■ Task item: The expected answer holds every line from the first line of the data below through the line containing "written like (363,322).", exactly as written, and no other line.

■ Extracted records:
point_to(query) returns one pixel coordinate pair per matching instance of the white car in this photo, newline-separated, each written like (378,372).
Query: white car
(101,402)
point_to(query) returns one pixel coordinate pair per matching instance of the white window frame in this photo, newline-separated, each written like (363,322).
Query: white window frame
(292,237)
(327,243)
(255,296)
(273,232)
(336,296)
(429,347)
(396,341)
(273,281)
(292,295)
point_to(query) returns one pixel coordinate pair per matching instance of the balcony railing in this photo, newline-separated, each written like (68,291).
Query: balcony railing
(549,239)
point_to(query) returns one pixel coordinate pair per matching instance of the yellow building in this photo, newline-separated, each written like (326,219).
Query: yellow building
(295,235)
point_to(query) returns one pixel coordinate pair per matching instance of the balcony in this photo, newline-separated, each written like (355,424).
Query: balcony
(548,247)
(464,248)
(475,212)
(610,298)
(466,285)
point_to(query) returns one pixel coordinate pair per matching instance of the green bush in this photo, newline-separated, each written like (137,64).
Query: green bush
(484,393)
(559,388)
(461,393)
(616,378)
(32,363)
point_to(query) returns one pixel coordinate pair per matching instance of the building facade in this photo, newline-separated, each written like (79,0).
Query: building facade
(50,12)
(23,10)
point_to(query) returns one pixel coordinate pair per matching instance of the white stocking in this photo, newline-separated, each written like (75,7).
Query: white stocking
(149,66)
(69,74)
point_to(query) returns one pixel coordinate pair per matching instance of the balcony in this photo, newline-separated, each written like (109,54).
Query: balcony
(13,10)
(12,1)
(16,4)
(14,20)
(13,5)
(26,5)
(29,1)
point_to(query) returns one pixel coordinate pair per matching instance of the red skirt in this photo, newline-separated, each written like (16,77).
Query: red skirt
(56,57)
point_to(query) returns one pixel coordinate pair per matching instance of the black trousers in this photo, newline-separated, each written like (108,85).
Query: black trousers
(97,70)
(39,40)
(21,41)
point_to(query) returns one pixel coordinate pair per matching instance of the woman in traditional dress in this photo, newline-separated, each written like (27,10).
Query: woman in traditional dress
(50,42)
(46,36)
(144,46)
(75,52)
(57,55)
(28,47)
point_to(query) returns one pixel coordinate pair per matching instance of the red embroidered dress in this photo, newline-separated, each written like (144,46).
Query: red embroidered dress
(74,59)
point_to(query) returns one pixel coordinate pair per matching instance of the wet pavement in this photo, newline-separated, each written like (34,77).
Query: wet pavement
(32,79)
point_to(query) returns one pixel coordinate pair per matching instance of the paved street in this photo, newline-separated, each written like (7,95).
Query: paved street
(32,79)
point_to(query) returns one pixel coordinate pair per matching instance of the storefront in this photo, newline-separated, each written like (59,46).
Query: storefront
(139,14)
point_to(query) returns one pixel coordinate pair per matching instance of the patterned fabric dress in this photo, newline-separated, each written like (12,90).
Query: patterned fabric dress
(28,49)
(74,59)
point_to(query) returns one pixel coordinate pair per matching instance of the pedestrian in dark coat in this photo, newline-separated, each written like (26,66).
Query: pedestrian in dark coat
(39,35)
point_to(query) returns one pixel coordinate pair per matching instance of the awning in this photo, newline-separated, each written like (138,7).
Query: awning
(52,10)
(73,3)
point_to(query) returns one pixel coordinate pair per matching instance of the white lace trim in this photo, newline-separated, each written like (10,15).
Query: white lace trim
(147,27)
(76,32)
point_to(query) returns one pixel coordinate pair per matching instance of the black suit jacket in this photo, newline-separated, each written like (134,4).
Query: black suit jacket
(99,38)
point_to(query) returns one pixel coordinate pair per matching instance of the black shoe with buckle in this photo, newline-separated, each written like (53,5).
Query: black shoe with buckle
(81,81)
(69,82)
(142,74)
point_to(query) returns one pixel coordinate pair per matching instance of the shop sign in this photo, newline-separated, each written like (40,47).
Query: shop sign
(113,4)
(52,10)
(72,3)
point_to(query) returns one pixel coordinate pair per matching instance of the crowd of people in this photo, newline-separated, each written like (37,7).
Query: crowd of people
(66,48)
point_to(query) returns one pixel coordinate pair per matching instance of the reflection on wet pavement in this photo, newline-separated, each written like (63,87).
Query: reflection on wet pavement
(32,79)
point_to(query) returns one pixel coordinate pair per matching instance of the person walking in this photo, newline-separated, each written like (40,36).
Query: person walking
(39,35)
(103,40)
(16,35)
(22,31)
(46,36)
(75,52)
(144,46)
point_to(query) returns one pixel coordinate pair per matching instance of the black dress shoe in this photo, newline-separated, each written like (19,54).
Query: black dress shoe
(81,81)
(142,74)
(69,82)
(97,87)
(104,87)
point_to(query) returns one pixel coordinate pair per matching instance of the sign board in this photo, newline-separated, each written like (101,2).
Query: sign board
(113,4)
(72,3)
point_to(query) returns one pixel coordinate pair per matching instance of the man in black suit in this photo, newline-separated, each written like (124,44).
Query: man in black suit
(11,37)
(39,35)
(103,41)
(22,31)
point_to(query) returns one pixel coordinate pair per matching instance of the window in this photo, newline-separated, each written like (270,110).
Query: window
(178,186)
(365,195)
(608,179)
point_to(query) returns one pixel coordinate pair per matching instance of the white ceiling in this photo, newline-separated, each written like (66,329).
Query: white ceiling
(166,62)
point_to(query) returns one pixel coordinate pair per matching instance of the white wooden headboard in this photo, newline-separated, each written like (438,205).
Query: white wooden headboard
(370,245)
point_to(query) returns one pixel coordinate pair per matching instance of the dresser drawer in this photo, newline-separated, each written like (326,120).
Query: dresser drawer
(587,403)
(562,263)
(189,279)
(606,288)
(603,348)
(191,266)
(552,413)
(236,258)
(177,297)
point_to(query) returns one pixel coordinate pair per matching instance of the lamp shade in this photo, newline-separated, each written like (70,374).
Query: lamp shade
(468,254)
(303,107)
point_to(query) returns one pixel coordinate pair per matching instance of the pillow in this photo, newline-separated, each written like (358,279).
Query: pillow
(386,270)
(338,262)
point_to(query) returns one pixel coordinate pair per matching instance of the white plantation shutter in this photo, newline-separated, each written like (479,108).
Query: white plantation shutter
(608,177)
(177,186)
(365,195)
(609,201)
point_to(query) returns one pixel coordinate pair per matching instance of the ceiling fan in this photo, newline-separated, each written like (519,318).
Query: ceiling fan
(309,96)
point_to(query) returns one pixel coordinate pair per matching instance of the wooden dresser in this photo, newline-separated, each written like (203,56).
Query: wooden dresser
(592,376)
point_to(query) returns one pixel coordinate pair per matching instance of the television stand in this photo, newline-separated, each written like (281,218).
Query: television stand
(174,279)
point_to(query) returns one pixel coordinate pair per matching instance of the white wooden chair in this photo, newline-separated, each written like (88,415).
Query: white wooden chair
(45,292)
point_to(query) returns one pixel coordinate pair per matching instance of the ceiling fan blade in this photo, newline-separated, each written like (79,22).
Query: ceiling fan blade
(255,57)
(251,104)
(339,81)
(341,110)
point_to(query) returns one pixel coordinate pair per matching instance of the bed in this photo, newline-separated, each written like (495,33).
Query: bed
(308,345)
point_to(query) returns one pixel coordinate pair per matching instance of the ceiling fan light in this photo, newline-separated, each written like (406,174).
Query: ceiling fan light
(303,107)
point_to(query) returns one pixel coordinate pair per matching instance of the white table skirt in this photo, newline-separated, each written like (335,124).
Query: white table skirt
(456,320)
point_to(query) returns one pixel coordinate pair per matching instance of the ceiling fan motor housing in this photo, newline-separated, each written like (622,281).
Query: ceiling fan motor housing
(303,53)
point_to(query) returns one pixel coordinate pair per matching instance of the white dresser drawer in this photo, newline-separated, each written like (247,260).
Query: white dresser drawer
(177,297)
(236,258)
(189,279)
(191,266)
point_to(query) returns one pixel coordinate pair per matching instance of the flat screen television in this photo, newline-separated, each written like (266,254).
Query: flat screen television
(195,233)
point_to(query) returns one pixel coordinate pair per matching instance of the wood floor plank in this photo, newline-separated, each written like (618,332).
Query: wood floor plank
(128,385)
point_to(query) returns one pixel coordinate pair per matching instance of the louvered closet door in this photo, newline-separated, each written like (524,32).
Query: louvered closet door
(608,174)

■ Your solution:
point_to(query) returns one pixel coordinate pair per matching instance of the white car in this photo, newline-separated, each written like (378,372).
Query: white car
(101,402)
point_to(query) returns one pixel coordinate pair per matching instance of the white window frame in this photo, newline-separated, each written like (363,322).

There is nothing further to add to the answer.